A chemical that we routinely shake onto our food may point researchers to new targets for drug therapy. A study by Professor Scott Prosser, a specialist in molecular biophysics at U of T Mississauga, reveals how salt ions can impact cell signalling and could even point to new drug targets.
Your vision, sense of smell and the plethora of emotions you experience on a given day are all masterfully regulated by a family of protein receptors called GPCRs (G protein-coupled receptors). These receptors are complex molecular machines that are switched on by light, small hormones, odorants, and other signals. But GPCRs are also regulated by other factors in the cell – namely, salts.
“Now that high-resolution molecular images of GPCRs are becoming more readily available, new research reveals where these salt ions bind and how they change the response of receptors in almost every facet of cell signalling,” says Prosser, a professor in the Department of Chemical & Physical Sciences. “Many labs are now taking aim at these cation pockets with drugs that displace the salts and hijack signalling.”

Supplied entries:
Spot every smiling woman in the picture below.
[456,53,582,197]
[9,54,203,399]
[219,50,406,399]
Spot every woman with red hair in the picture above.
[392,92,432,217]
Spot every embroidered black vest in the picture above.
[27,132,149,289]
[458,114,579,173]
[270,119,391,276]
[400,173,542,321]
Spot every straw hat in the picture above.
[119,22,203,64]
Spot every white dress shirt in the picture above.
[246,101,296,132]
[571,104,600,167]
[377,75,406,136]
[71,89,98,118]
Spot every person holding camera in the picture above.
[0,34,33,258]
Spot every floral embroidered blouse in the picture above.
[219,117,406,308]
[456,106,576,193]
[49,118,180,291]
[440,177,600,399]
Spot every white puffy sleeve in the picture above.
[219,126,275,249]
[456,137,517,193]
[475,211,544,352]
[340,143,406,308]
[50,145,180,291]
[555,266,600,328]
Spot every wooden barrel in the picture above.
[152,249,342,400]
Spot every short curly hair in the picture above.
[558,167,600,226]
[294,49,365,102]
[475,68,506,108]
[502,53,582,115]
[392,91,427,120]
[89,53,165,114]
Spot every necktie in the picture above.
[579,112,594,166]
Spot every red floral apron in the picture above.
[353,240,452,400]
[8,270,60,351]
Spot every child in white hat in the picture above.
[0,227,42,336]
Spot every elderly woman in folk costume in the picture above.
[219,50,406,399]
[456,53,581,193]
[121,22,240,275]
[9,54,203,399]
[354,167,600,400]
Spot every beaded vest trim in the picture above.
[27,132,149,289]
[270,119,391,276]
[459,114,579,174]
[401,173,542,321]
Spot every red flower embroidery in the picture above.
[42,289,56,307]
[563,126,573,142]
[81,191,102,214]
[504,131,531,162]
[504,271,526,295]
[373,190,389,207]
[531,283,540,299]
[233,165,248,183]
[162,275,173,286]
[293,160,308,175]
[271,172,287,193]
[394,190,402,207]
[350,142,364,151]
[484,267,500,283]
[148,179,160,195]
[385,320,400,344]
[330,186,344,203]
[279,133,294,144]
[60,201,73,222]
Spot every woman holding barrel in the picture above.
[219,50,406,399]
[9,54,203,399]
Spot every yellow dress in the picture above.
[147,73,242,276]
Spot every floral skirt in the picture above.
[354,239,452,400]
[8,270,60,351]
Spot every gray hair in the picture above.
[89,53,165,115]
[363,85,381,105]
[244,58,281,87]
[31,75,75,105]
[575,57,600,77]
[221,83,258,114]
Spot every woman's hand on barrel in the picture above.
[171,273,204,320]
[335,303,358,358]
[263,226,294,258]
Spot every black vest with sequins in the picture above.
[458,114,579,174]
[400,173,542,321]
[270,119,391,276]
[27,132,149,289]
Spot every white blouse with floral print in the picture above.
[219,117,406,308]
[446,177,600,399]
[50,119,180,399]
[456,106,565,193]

Problem details: According to the text on salt and cell signalling, which family of protein receptors regulates vision, the sense of smell and emotions? The records have no connection to the text.

Exercise result: GPCRs (G protein-coupled receptors).